Exercise objective >> Please rewrite every row below, replacing "integer pixel coordinates" with "whole-number pixel coordinates" and leaving everything else unchanged.

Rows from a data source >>
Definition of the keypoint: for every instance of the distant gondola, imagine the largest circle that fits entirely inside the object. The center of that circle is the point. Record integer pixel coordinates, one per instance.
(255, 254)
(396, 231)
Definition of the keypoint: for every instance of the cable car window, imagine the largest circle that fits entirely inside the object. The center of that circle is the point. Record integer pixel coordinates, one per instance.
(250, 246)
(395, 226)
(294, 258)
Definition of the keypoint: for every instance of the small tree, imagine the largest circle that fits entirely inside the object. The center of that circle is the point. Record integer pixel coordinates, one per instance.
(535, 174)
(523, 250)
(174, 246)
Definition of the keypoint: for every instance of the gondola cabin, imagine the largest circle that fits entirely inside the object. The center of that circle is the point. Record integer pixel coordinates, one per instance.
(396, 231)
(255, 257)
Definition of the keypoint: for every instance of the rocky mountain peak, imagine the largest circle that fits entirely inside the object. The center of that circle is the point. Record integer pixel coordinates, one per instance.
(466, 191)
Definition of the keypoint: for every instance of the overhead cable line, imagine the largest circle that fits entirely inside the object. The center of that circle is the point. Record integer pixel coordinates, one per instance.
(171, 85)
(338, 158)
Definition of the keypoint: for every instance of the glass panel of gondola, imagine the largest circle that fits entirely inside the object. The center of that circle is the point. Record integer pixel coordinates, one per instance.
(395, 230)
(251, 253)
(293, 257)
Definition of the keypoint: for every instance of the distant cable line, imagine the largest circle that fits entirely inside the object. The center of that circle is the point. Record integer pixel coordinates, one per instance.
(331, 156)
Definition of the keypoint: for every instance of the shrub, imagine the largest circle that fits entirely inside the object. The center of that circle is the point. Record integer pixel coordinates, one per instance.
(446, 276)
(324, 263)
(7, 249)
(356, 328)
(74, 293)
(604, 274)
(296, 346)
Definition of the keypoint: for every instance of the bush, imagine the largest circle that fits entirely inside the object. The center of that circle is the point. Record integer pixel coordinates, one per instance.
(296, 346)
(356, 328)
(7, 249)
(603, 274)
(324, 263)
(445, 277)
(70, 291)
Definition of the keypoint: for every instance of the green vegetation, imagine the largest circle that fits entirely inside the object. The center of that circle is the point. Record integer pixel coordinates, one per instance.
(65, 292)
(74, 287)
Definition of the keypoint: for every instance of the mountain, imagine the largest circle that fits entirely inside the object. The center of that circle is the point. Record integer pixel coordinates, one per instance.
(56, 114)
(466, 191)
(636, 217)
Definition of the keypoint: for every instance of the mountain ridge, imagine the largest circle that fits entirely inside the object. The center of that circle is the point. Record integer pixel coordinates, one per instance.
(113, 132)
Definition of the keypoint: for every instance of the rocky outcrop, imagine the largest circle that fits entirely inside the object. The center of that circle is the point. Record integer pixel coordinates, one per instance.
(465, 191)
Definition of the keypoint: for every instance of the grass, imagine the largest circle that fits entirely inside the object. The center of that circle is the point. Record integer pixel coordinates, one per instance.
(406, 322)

Finished task >>
Definition of the keypoint: for every instance of the distant gondola, imagine the largest circle that fits entirely inside the object. The center of that circle is the point. Record whole-number pixel coordinates, one per instance.
(255, 254)
(396, 231)
Definition of the keypoint: for every instance of the cable car window, imagine the largest circle that fits entirely inside the object. The center of that circle is the point. Record whole-number pixel coordinates, one per instance.
(250, 246)
(395, 226)
(294, 258)
Definition of the keypoint: for every instance of the small tree, imagine the largest circle that fits entirely inside the object. The center of that circle is the point. Record whole-number pixel coordinates, one per instance.
(535, 174)
(523, 250)
(174, 246)
Definition of the keypoint: for every instance of the gondola cabin, imagine the largest circle that fits entirely inside the object. The center of that circle is the point. Record whole-number pixel coordinates, one per instance.
(396, 231)
(255, 257)
Definition of the keypoint: for every instance of the rocky mountain peak, imagine the largest circle that fits entirely inside the object. The center of that circle is the point. Record whole-number pixel coordinates, one per instance.
(466, 191)
Definition of the keypoint: for every instance of the overhead cable line, imagine the largest circle that fits entirely inside the object. The center of that circle is the point. Record whole-number pixel coordinates, one per instance.
(171, 85)
(338, 158)
Definition of the keypoint: for every instance of the glass panel of gondola, imagine the largest circle that fits entirely inside the object. The center of that circle is the point. Record whole-number pixel coordinates, one per instance.
(395, 230)
(251, 253)
(293, 257)
Definition of the keypoint: for every instance of the distant cable line, imagine the largest circle that fits entirely inside the object. The center of that circle is the point. Record whole-number pixel coordinates, one per instance.
(331, 156)
Definition of the keypoint: for every instance of the shrub, imagine the largest circle that fits entirely inside the object. The center of that circle is the point. Record whole-number pixel coordinates, one per instance.
(446, 276)
(324, 263)
(7, 249)
(356, 328)
(74, 293)
(604, 274)
(296, 346)
Definition of the keypoint: for every instance of the bush, imagine the largest circle that fits entirely inside the object. The center of that circle is the point. Record whole-number pixel coordinates, one per instance.
(296, 346)
(356, 328)
(7, 249)
(603, 274)
(324, 263)
(445, 277)
(70, 291)
Definition of the keypoint: for every instance of the green vegetation, imagine the largest circle that fits entirely inside the object. The center of that circle is the point. Record whole-number pixel coordinates, one per instance.
(65, 292)
(74, 287)
Definition of the keypoint: for every instance of the mountain, imagine the largest circle that fits entirely inside the object. The center of that circle is the point. Record whole-number pixel coordinates, one per instance.
(56, 114)
(466, 191)
(636, 217)
Definition of the keypoint: for every instance of the mountain ridge, imagine the largest circle that fits entirely inside the object. The center of that circle is the point. Record whole-number pixel coordinates, one per instance.
(113, 132)
Definition of the keypoint: for every instance of the rocky outcrop, imagine the largest circle that fits entirely inside the object. The center of that circle is the point. Record whole-number pixel coordinates, one per instance.
(465, 191)
Definition of the keypoint: for every instance of the grass, imagine the largest circle that fits entirely inside the object. The center of that circle is the point. Record whole-number pixel coordinates, one per instance.
(406, 322)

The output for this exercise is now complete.